===== EXCERPTED RECORDS

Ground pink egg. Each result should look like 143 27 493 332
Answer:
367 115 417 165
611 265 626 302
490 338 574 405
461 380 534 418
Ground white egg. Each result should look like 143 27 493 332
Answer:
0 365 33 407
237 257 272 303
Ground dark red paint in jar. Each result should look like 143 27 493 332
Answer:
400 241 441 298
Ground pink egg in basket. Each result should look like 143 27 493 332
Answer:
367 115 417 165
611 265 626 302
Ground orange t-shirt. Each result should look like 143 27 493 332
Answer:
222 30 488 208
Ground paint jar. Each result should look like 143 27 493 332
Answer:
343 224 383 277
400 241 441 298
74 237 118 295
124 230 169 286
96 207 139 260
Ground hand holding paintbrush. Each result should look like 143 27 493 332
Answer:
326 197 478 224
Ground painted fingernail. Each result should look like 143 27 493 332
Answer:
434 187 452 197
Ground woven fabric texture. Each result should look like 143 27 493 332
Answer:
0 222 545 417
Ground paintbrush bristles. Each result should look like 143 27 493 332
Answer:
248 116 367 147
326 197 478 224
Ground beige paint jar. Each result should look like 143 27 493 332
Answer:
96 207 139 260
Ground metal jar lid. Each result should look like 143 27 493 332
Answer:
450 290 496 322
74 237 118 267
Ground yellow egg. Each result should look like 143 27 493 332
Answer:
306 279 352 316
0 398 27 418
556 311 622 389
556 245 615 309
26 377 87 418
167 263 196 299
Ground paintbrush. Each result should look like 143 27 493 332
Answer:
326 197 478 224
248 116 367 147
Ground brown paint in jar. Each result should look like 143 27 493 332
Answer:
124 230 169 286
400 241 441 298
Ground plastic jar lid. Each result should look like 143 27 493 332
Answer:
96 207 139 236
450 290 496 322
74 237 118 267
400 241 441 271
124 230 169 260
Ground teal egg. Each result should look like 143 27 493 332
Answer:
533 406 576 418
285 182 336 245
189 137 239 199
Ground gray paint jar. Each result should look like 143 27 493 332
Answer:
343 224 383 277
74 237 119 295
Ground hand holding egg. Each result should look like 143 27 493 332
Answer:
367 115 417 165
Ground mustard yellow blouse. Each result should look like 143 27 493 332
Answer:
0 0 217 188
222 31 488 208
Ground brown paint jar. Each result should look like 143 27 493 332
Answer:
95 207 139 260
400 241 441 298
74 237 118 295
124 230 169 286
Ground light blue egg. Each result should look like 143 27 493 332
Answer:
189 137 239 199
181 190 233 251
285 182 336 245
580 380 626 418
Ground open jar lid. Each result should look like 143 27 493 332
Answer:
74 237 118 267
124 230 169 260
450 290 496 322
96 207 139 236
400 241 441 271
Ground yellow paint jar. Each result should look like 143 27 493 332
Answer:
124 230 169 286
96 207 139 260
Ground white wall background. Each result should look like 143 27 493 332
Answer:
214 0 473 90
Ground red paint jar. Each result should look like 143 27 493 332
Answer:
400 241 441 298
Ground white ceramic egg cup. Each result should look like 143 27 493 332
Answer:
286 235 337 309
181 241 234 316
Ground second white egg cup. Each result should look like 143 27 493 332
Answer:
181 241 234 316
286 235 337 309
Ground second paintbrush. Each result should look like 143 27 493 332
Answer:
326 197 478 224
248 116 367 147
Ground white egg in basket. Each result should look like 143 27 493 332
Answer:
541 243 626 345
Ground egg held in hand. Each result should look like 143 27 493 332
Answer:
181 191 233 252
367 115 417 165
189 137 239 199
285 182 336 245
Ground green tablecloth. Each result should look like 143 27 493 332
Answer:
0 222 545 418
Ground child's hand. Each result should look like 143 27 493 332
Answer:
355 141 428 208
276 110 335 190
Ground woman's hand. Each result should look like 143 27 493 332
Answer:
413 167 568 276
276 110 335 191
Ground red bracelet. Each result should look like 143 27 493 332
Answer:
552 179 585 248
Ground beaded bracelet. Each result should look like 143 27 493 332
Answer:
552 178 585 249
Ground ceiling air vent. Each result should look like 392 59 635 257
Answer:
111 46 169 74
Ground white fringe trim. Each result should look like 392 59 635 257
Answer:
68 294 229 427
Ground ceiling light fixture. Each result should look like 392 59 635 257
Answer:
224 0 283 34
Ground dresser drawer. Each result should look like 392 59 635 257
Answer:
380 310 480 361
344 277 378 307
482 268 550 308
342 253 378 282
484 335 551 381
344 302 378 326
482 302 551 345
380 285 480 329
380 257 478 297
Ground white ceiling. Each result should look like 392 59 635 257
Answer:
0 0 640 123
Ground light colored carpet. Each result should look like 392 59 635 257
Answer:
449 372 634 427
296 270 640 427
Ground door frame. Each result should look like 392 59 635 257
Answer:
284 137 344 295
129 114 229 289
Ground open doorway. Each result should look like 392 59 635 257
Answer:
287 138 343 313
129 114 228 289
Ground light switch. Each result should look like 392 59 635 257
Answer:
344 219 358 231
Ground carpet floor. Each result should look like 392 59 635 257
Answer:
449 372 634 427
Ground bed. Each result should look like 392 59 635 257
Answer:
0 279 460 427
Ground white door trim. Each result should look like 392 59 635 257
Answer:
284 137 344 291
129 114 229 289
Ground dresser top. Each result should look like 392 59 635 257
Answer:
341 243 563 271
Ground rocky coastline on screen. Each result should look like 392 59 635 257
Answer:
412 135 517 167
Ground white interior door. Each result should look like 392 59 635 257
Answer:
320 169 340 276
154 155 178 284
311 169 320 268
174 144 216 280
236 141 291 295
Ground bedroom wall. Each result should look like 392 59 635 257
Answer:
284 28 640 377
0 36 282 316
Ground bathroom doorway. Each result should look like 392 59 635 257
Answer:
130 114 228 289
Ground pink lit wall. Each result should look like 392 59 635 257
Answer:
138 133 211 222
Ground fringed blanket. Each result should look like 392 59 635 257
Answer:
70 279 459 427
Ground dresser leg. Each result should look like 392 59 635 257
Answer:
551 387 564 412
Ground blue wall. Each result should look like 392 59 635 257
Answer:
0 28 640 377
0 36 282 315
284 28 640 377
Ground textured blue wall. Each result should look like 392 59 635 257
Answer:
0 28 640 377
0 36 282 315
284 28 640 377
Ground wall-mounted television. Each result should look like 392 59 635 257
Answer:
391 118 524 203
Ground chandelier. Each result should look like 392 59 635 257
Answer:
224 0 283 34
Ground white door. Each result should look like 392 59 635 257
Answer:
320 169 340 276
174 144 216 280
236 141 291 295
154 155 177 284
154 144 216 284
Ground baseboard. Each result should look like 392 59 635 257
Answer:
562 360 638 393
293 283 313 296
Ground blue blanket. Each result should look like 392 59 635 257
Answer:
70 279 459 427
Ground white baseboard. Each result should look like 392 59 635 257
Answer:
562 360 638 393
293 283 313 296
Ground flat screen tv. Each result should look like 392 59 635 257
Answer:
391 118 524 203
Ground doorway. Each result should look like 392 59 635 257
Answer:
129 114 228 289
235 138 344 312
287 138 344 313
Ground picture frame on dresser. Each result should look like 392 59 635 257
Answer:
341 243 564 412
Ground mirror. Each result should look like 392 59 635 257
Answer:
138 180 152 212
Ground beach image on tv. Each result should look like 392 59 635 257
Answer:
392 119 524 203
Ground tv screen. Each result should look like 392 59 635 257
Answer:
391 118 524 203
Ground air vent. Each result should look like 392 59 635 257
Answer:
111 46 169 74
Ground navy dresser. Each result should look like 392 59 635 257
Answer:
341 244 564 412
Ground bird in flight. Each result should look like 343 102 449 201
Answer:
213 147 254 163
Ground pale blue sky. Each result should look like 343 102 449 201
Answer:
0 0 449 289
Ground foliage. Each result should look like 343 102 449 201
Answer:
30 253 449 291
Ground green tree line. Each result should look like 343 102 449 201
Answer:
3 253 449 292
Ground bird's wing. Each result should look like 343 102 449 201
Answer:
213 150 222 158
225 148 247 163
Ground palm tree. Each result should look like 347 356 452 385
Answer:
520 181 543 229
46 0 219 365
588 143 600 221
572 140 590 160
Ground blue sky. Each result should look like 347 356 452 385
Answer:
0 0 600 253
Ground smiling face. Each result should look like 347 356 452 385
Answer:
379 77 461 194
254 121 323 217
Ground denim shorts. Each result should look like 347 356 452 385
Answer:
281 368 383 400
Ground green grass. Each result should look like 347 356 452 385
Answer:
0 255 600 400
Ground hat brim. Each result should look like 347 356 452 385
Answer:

==========

Copy out every line of the material, requests included, starting at the line that contains "Ground green grass." and continuing to the end of the material. Raise each coordinate in the answers by 31, and leave the sample coordinates in the requests unchanged.

■ **RESPONSE**:
Ground green grass. Each result should look like 347 356 452 385
Answer:
31 286 631 431
Ground hat brim. Each result should look like 347 356 452 385
Answer:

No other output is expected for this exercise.